== Segment start ==

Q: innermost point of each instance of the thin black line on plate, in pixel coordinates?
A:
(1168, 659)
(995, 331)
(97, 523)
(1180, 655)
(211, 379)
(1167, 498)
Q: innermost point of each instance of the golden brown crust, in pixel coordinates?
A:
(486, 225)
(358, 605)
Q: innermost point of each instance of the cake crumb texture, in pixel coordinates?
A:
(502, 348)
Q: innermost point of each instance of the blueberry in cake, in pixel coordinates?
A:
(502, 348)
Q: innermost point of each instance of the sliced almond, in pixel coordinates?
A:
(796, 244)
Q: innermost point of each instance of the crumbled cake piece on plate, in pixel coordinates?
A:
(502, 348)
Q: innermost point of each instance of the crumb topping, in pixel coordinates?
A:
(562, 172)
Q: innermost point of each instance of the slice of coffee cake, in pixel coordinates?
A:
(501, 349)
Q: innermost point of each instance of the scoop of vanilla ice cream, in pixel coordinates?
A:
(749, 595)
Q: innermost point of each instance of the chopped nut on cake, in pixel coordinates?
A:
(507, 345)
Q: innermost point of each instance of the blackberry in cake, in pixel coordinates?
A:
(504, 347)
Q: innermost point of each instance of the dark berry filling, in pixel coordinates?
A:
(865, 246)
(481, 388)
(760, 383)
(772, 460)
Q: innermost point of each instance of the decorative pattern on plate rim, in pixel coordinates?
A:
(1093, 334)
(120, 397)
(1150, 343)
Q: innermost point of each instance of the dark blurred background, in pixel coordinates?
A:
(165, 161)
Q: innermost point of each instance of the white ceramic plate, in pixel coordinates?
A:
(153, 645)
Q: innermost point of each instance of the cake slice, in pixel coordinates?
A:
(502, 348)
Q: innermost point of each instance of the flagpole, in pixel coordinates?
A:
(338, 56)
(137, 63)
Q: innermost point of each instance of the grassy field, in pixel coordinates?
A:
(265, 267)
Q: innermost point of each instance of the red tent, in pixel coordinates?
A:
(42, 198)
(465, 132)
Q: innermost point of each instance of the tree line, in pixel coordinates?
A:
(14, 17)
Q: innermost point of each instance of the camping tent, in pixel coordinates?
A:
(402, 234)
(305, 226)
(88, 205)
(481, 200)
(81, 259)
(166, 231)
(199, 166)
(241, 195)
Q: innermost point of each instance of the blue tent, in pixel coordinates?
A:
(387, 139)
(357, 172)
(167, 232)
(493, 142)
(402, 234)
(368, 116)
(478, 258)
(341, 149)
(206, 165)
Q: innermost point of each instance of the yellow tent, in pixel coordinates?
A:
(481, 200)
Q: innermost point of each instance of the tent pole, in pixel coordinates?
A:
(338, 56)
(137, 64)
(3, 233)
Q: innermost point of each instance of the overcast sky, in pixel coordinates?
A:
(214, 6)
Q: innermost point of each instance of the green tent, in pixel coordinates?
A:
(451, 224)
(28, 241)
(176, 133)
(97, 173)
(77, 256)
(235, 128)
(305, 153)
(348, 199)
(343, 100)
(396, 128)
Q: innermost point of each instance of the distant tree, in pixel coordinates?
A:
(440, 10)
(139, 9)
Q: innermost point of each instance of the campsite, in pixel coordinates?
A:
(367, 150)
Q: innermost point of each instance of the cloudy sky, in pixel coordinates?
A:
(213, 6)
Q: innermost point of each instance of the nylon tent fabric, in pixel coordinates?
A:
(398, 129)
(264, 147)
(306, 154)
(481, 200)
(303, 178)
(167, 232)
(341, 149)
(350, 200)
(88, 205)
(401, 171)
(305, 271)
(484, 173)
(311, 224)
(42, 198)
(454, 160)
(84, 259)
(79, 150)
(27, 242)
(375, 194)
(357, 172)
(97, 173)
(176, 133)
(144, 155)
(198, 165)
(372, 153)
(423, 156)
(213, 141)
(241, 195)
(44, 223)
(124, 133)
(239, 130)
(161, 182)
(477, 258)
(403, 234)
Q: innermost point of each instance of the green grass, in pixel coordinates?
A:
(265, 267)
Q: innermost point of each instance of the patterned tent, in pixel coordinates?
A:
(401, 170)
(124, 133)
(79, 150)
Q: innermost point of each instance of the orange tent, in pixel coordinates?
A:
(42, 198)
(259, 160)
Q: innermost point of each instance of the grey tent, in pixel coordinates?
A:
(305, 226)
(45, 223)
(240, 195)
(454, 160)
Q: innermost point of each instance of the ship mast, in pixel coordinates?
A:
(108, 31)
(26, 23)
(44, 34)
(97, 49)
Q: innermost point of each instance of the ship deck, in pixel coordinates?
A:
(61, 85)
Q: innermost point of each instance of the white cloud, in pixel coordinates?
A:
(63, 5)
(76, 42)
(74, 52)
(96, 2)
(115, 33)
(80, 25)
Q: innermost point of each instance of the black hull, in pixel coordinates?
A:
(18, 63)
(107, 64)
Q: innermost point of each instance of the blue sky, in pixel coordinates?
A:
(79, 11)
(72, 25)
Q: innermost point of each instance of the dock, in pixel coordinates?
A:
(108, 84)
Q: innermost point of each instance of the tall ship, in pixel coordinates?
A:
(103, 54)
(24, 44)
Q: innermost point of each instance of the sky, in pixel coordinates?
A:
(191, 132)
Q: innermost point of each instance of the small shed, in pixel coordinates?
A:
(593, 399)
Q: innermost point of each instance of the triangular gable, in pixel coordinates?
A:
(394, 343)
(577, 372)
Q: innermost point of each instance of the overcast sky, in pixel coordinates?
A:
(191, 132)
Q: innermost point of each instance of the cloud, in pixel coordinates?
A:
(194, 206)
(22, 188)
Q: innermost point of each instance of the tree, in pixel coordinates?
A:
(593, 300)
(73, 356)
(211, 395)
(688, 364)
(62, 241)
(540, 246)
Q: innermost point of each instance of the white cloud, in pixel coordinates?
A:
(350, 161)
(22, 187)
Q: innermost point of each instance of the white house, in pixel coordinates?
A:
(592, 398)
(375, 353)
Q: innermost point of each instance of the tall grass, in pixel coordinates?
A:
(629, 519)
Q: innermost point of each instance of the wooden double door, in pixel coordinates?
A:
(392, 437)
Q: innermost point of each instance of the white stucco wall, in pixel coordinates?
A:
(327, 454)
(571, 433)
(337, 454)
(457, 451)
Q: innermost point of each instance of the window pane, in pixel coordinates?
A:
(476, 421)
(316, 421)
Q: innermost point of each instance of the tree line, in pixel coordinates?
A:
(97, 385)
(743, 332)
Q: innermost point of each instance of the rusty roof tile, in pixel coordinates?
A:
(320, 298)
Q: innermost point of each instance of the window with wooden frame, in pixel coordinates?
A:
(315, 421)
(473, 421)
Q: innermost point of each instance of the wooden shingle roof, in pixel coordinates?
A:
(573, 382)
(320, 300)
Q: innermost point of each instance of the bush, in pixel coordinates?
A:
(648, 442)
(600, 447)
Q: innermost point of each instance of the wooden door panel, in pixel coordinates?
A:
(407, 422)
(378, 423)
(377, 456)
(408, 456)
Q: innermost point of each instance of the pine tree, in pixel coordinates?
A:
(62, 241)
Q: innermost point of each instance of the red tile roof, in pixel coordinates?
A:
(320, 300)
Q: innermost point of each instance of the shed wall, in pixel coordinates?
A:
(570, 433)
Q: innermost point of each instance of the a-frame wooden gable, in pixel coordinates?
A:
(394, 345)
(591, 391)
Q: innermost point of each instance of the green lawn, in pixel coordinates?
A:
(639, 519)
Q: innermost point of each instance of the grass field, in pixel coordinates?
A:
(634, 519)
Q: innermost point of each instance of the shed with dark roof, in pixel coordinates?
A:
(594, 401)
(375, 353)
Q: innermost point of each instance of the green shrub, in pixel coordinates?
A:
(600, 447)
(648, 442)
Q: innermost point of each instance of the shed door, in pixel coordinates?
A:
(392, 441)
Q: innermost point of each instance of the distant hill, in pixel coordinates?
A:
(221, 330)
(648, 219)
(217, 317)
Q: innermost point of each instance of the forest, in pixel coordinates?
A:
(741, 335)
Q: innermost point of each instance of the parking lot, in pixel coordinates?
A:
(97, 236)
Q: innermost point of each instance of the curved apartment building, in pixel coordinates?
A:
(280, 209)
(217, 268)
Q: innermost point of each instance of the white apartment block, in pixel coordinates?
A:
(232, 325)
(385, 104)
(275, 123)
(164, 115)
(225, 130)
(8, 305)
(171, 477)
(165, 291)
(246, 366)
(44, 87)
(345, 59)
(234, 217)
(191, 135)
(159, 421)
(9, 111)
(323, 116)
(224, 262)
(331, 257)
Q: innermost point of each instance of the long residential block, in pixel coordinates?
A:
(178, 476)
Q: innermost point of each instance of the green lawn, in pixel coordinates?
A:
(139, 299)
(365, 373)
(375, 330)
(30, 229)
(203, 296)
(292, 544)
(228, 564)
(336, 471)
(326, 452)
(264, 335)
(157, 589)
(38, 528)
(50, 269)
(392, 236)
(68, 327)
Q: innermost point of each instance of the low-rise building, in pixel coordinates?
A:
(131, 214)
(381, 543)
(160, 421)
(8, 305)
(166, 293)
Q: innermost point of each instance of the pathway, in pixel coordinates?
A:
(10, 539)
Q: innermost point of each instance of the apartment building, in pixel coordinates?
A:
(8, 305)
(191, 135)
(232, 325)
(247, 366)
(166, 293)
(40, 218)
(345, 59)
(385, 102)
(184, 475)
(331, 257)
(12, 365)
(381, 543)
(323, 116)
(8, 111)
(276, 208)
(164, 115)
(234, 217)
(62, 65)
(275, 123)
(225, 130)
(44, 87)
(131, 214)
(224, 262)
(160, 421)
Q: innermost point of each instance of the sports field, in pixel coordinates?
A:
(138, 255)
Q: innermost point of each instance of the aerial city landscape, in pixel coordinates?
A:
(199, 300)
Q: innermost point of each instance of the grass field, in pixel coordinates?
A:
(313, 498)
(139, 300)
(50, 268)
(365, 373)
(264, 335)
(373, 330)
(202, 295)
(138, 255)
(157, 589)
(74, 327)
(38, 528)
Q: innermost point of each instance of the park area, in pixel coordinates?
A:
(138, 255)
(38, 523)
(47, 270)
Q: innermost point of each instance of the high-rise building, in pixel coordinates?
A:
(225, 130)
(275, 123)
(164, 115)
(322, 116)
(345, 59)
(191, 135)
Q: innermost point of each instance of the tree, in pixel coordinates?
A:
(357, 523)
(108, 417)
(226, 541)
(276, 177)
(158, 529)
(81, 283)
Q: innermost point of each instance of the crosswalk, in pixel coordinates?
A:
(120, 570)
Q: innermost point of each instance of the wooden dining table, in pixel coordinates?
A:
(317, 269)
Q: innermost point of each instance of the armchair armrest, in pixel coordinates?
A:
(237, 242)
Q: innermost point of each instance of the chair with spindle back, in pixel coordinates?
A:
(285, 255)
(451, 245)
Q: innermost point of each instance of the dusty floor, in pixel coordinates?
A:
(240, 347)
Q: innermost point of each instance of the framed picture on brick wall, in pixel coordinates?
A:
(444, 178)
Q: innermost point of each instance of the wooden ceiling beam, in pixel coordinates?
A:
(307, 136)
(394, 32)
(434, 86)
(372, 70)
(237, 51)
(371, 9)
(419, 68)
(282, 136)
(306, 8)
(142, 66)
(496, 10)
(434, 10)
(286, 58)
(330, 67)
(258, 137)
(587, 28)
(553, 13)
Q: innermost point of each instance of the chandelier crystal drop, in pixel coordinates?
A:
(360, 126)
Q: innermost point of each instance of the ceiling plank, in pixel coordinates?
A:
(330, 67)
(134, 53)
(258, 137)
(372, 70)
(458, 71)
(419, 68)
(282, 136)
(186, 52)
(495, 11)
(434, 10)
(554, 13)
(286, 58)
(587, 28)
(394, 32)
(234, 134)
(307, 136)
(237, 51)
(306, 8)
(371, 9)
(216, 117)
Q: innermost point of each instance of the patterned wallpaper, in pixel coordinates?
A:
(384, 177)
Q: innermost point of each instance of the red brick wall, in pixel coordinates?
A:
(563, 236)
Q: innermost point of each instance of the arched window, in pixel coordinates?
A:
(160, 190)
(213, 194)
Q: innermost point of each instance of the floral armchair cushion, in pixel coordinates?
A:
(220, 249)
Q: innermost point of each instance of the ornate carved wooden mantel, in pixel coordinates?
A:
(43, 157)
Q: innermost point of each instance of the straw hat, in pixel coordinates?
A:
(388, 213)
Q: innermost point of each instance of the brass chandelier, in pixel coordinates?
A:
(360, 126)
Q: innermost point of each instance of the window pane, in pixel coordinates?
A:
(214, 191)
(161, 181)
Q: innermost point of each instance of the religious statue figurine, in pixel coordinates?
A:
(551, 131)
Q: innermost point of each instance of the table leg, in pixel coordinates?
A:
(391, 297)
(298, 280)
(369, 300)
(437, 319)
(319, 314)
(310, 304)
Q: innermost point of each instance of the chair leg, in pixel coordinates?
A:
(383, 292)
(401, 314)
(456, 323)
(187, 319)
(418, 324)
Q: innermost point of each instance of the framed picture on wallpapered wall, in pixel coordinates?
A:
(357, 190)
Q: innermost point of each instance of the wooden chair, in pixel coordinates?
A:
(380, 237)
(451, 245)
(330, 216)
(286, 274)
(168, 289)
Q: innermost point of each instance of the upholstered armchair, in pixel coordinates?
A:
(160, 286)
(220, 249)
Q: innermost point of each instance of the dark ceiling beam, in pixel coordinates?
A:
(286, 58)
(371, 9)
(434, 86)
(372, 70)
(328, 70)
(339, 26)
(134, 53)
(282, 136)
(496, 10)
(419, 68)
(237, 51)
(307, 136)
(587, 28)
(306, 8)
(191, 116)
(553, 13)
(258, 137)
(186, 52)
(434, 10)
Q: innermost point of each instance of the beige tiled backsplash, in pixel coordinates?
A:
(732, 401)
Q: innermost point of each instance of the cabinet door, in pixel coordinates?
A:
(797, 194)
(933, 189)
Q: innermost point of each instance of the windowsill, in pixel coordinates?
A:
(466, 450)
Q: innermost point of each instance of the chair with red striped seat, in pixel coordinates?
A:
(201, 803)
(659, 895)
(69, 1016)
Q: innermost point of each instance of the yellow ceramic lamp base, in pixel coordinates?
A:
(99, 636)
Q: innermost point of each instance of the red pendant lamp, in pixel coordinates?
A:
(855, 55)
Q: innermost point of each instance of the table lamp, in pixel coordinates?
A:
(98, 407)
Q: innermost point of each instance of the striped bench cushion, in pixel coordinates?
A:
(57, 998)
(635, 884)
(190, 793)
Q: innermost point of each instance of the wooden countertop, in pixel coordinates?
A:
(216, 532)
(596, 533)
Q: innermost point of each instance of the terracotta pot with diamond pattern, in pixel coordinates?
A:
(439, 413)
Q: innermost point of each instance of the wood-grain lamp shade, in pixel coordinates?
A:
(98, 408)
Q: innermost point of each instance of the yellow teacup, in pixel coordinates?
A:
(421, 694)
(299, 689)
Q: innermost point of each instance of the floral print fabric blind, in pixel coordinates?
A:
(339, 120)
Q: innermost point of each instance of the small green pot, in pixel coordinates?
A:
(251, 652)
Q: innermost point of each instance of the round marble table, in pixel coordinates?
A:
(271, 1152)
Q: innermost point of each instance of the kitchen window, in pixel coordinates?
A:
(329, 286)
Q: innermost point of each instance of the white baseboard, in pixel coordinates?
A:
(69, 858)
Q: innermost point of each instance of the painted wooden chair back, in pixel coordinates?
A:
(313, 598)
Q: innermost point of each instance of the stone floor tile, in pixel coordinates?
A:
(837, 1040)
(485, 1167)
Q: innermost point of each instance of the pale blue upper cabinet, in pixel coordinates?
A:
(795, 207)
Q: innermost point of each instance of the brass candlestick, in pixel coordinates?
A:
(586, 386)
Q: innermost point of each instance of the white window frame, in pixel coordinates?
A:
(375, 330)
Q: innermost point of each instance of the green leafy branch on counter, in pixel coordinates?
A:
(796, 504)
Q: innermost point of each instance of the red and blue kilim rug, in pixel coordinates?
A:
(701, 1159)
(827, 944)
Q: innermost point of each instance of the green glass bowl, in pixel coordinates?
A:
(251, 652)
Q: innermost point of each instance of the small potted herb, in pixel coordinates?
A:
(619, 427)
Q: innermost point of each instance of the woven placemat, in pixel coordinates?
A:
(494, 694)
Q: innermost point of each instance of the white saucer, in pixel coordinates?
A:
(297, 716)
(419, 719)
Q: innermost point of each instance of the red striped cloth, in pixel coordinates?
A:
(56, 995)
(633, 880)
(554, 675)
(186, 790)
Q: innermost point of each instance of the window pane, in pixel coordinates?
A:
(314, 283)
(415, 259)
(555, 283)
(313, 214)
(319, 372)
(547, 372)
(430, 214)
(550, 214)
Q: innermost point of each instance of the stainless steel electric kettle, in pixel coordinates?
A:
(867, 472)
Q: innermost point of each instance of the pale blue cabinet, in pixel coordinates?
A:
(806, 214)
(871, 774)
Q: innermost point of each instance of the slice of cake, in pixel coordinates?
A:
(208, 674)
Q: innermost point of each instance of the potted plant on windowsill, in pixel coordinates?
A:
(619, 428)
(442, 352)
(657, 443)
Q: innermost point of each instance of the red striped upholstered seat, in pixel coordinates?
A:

== Segment end ==

▶ **Action item**
The required output is a copy of each line in the records where the string "tent" occurs.

▶ **Task response**
Q: innermost point of each instance of the red tent, in pixel coordinates?
Q: innermost point of each instance of the camping tent, in pixel coordinates?
Q: innermost point of each instance of the blue tent, in pixel coordinates?
Q: innermost point of each instance of the yellow tent, in pixel coordinates?
Q: innermost point of each instance of the tent pole, in pixel coordinates?
Q: innermost point of each instance of the green tent, in pixel coordinates?
Q: innermost point of each instance of the nylon tent fabric, in pixel coordinates?
Q: innermost point of each instance of the patterned tent, in pixel coordinates?
Q: innermost point of each instance of the orange tent, in pixel coordinates?
Q: innermost point of each instance of the grey tent, in pixel coordinates?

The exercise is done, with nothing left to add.